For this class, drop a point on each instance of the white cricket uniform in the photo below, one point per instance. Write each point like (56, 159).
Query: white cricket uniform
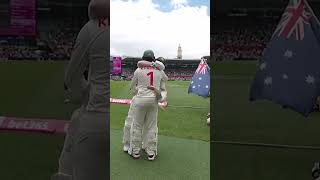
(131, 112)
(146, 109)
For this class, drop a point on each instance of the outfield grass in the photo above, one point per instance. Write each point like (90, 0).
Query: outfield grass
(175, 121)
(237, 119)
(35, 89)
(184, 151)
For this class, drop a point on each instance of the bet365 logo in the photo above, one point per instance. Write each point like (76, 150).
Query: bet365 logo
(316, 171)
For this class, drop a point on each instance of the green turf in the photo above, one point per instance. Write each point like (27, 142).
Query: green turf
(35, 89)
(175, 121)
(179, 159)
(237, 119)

...

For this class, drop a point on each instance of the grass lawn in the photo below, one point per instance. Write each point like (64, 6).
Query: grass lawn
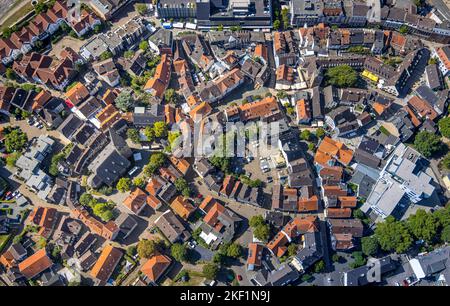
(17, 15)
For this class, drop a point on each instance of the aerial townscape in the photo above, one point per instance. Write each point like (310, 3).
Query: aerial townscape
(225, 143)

▶ **Exercise prompt**
Report the lines above that contain "instance".

▶ **Solution for this problem**
For this class, drop a point on each instance of the white cricket uniform in the photo below, one point per instance. Write each point like (56, 159).
For this class, drop a point on each instance of the outfield grass in the photo above, one point per instance. Write each point like (90, 0).
For this class, drop a point on each instance of the bet365 logo in the photo above, one point per instance. Write each point like (76, 150).
For this class, drop a point on each instance of the green turf in the photo above, one point per instance. Write each point like (27, 142).
For this class, drop a point on each instance of the grass lawn in the photo below, one point per instance. Write each point like (64, 6).
For this class, drop a point on each instance of the aerial townscape in the photo above, one point per instance. Write each point like (310, 3).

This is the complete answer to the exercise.